So that nothing is lost, write out all the lines below exactly.

......

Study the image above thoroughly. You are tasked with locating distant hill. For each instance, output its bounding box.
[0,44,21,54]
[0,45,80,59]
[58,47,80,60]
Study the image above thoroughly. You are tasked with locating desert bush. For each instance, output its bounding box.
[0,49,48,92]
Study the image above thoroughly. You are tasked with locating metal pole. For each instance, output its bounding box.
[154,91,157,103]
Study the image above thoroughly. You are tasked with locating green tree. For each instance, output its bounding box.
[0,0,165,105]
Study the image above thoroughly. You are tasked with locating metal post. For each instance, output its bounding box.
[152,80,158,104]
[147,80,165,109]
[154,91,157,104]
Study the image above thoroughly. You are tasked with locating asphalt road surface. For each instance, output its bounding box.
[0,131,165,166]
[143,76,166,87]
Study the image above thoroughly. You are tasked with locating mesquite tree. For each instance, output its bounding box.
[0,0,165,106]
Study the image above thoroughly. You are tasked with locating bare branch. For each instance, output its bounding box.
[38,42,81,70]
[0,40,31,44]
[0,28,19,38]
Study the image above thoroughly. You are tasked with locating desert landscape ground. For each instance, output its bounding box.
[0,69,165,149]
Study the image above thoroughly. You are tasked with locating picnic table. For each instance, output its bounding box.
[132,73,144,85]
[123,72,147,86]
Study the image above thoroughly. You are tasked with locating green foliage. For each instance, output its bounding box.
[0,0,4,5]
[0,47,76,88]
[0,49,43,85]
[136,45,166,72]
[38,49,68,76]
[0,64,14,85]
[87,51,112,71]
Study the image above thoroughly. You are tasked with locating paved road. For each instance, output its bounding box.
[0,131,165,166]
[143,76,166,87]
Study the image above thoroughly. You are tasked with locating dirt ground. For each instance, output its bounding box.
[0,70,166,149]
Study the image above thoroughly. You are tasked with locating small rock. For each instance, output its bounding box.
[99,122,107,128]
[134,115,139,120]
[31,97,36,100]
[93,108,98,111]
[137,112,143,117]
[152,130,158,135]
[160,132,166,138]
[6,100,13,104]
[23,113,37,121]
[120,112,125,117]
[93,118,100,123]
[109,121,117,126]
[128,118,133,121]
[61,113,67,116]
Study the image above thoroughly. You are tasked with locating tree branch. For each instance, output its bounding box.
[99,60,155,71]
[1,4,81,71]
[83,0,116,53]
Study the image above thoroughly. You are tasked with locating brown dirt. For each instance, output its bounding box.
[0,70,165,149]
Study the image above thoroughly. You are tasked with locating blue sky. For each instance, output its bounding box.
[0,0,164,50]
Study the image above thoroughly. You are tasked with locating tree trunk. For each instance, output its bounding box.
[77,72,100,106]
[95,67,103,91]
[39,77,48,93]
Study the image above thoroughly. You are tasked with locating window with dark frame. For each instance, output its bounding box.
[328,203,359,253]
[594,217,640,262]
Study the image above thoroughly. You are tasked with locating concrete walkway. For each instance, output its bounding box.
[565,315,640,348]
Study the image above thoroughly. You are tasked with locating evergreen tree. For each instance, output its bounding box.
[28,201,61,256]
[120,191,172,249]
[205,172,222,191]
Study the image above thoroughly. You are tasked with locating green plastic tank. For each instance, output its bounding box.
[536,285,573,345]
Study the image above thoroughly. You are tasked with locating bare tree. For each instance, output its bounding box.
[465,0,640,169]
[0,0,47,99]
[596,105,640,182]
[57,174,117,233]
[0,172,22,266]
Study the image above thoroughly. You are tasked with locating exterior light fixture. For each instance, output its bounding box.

......

=== Solution to this task ===
Study the image above thoroughly. You are tasked with locating distant hill. For each instance, output its bounding box.
[0,44,21,54]
[0,45,80,59]
[58,47,80,60]
Study the image above thoroughly. You are tasked with locating desert bush. For each instance, output its bounding box.
[0,49,48,92]
Study the image above thoroughly. You are tasked with locating metal pole. For each instance, output its bounding box.
[154,91,157,103]
Study the image above thoroughly. You are tasked with locating green tree. For each instance, output its bounding box.
[0,0,165,105]
Study the image above thoroughly. You are tasked with locating metal post. For each instance, output its bounding box.
[152,80,158,104]
[147,80,165,109]
[154,91,157,104]
Study the image above thoroughly. You are tasked with locating asphalt road surface. For each instance, output its bounding box.
[0,131,165,166]
[143,76,166,87]
Study the image above thoroughly. You are tasked with locating mesquite tree. For each instance, output its bounding box.
[0,0,165,106]
Study the image above thoroughly. You are tasked with locating bare branch. For each instance, output its bounding box.
[38,42,81,70]
[0,40,31,44]
[0,28,19,38]
Study the image above thoroughly. You are tasked with locating desert landscape ground. For each instance, output its bounding box.
[0,69,165,149]
Study the image above thoroughly. You are tasked with locating picnic table. For each instance, output its bounding box.
[132,73,144,85]
[123,72,147,86]
Study the image above thoroughly. You are tasked with locating green foliage. For each instance, output its bounding box.
[0,0,4,5]
[0,47,76,88]
[0,49,43,85]
[136,45,166,72]
[38,49,68,76]
[0,64,14,85]
[87,51,112,71]
Study the image above thoroughly. You are tasked with locating paved road. For each instance, output its bounding box.
[0,131,165,166]
[143,76,166,87]
Study the image above thoroughly. You are tasked with locating dirt ground. For each instance, output its bounding box.
[0,70,166,149]
Study the image above thoroughly. You are tasked with locating small rock. For each instance, output its bounding box.
[99,122,107,128]
[134,115,139,120]
[31,97,36,100]
[93,108,98,111]
[137,112,143,117]
[152,130,158,135]
[160,132,166,138]
[6,100,13,104]
[23,113,37,121]
[120,112,125,117]
[93,118,100,123]
[109,121,117,126]
[128,118,133,121]
[61,113,67,116]
Study the image above thoroughly. You are tasked with locating tree branch. For each instance, output its bounding box.
[99,60,155,71]
[1,4,81,71]
[83,0,116,53]
Study the image above thoroughly. You are tasked with locating brown dirt. For each instance, output its bounding box.
[0,70,165,149]
Study the image above thoroughly. You are tasked with locating blue sky. For each instance, output its bounding box.
[0,0,164,50]
Study the image above thoroughly. You are tasked with locating tree trunk. For each instance, output its bounding box.
[77,72,100,106]
[95,67,103,91]
[39,77,48,93]
Study the image above thoroughly. You are tasked with locating window with dark frame. For each instance, output its bounding box.
[328,203,359,253]
[594,217,640,262]
Study the image above thoroughly. You are tasked with locating concrete walkway. For each instance, output its bounding box.
[565,315,640,348]
Study the image above thoroughly. You are tasked with locating evergreen tree. For each instance, output its bounding box.
[28,201,61,256]
[120,191,172,249]
[205,172,222,191]
Study the image above thoroughly. You are tasked with locating green plastic tank. For each instance, output its bounding box.
[536,285,573,345]
Study the image above thoroughly. You are tasked with locating bare tree. For each instance, output its bounding box.
[465,0,640,169]
[0,0,47,99]
[596,105,640,182]
[57,174,117,233]
[0,172,22,266]
Study the image above thoroughly. You are tasked with locating exterior light fixture. For each instance, output its bounding box.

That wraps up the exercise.